(begin)

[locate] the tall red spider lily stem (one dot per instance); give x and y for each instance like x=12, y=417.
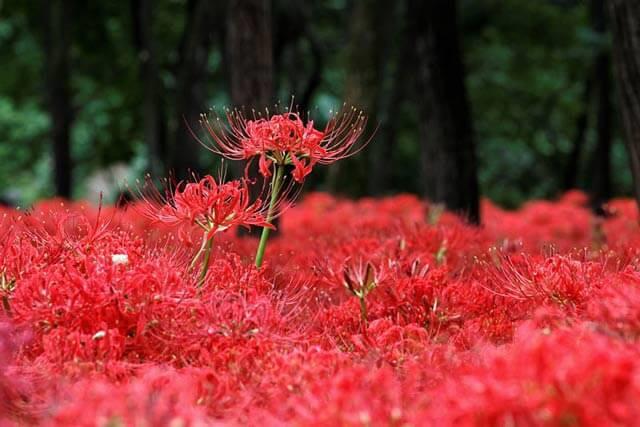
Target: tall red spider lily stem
x=205, y=261
x=276, y=186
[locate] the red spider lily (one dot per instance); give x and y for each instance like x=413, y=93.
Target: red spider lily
x=285, y=139
x=212, y=206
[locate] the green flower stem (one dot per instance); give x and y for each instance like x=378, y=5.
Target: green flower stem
x=205, y=261
x=276, y=183
x=363, y=312
x=198, y=254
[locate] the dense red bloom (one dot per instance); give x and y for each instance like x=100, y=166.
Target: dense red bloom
x=211, y=205
x=101, y=324
x=286, y=139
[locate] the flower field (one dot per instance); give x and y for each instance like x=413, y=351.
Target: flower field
x=369, y=312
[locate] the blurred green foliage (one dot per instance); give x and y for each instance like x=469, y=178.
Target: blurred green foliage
x=527, y=64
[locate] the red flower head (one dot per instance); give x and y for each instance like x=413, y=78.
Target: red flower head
x=285, y=139
x=211, y=205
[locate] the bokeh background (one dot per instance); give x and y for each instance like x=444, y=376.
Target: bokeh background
x=93, y=93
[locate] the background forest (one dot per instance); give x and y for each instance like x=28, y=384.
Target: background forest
x=92, y=93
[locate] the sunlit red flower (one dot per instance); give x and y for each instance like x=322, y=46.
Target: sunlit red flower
x=212, y=206
x=285, y=139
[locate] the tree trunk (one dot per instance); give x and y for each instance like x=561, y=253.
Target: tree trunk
x=625, y=25
x=250, y=54
x=448, y=154
x=154, y=123
x=56, y=43
x=190, y=95
x=249, y=46
x=601, y=184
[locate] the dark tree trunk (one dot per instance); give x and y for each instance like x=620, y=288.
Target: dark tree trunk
x=625, y=25
x=190, y=95
x=448, y=146
x=154, y=122
x=57, y=24
x=601, y=184
x=370, y=86
x=382, y=151
x=250, y=53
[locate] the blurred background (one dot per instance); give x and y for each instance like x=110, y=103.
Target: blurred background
x=509, y=99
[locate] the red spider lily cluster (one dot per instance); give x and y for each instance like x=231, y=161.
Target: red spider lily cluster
x=284, y=139
x=533, y=319
x=212, y=206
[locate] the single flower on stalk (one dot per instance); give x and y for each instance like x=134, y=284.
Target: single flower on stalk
x=213, y=206
x=285, y=139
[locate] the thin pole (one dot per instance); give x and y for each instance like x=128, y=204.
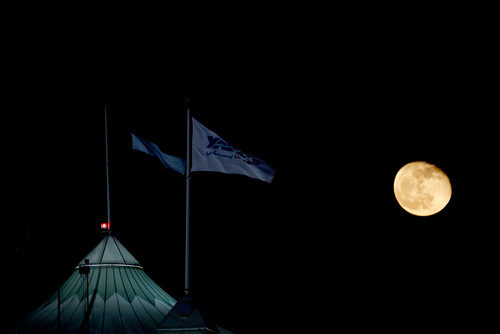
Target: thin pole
x=188, y=197
x=107, y=163
x=59, y=311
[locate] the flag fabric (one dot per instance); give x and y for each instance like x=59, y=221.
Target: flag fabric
x=211, y=153
x=169, y=161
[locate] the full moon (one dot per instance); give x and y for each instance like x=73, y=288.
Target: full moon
x=421, y=188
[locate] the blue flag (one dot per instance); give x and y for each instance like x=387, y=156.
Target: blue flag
x=212, y=153
x=169, y=161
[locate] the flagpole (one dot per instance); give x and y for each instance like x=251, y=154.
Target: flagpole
x=188, y=197
x=107, y=164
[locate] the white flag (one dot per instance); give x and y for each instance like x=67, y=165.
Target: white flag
x=214, y=154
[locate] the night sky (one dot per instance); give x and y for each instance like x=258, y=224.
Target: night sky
x=335, y=109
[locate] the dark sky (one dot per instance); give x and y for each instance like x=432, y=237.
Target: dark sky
x=336, y=109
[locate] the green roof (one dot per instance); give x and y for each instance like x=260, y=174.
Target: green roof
x=122, y=298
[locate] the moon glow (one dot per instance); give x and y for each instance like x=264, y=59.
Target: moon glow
x=421, y=188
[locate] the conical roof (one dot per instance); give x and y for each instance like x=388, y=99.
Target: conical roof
x=121, y=297
x=110, y=251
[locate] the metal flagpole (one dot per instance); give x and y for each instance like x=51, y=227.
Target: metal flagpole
x=188, y=196
x=107, y=163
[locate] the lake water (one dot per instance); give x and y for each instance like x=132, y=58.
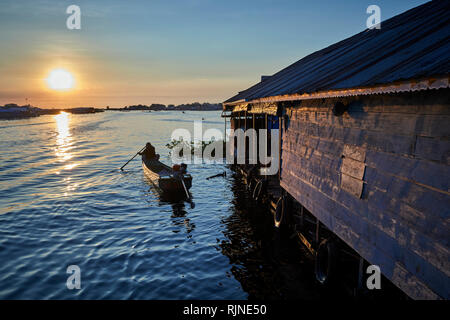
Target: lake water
x=63, y=201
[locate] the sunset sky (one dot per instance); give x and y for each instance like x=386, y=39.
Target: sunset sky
x=171, y=51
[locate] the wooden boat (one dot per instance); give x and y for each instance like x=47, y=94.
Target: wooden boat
x=162, y=178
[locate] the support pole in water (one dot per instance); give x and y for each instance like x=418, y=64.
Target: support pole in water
x=187, y=193
x=121, y=168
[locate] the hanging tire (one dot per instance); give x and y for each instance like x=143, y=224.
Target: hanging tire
x=325, y=262
x=250, y=185
x=257, y=190
x=279, y=212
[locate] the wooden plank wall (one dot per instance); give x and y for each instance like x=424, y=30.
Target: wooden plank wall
x=379, y=178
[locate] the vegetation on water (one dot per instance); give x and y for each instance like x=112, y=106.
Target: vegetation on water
x=180, y=145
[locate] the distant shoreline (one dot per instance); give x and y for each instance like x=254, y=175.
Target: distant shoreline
x=15, y=112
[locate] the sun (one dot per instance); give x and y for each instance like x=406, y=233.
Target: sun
x=60, y=79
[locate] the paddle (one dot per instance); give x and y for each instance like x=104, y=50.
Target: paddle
x=187, y=194
x=132, y=158
x=223, y=174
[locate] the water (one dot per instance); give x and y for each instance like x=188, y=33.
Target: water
x=64, y=202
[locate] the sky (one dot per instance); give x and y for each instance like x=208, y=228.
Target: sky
x=169, y=51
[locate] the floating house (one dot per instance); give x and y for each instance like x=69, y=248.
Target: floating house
x=365, y=152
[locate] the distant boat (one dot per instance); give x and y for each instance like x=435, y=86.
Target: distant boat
x=162, y=178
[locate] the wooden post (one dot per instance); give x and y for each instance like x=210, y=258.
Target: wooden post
x=280, y=120
x=317, y=233
x=245, y=120
x=360, y=275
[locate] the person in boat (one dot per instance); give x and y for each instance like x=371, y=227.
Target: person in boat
x=183, y=168
x=149, y=152
x=176, y=171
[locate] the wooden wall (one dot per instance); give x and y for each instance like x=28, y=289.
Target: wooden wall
x=379, y=177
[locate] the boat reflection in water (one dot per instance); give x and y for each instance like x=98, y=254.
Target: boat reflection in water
x=177, y=202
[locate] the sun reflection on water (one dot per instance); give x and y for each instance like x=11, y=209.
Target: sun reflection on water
x=64, y=138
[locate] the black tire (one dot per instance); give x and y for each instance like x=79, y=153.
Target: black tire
x=249, y=185
x=279, y=212
x=326, y=261
x=257, y=190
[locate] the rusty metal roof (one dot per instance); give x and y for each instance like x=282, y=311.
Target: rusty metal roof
x=412, y=45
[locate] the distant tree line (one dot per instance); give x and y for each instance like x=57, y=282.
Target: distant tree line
x=181, y=107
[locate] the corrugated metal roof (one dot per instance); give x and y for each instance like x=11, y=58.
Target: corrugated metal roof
x=412, y=45
x=264, y=108
x=240, y=107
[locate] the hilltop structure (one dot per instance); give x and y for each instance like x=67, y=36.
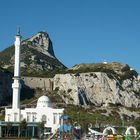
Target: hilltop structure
x=43, y=111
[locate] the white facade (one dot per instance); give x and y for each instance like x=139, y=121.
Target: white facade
x=43, y=111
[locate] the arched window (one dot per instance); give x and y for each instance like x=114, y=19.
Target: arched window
x=44, y=118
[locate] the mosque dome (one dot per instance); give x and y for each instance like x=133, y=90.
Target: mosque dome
x=43, y=101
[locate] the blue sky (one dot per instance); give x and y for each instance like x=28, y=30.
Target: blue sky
x=82, y=31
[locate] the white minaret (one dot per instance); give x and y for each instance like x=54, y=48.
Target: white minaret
x=16, y=84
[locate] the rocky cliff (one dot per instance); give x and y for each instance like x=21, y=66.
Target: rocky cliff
x=114, y=84
x=37, y=56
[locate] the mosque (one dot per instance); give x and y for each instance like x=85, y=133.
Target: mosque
x=44, y=112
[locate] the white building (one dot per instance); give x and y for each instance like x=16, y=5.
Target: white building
x=43, y=111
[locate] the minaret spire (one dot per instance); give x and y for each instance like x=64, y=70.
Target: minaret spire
x=18, y=31
x=16, y=84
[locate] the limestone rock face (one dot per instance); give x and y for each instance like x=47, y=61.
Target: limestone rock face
x=37, y=56
x=97, y=88
x=41, y=42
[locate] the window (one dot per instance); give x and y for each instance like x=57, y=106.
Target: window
x=44, y=118
x=8, y=117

(end)

# WORK REQUIRED
Write these lines as a numbered list, leaving out any blank lines. Begin at the line that contains "[locate] the flag fabric" and stop after the line that contains "x=107, y=164".

# SOLUTION BELOW
1. [locate] the flag fabric (one dot per instance); give x and y for each instance like x=59, y=221.
2. Target: flag fabric
3. x=211, y=153
4. x=169, y=161
5. [locate] the full moon (one dot per instance); give x and y for each instance like x=73, y=288.
6. Target: full moon
7. x=421, y=188
8. [locate] the blue flag (one dot per instance); give x and y for each instance like x=387, y=156.
9. Target: blue flag
10. x=212, y=153
11. x=169, y=161
12. [locate] the flagpole (one dot per instance); give x and y for each instance like x=251, y=154.
13. Target: flagpole
14. x=188, y=197
15. x=107, y=164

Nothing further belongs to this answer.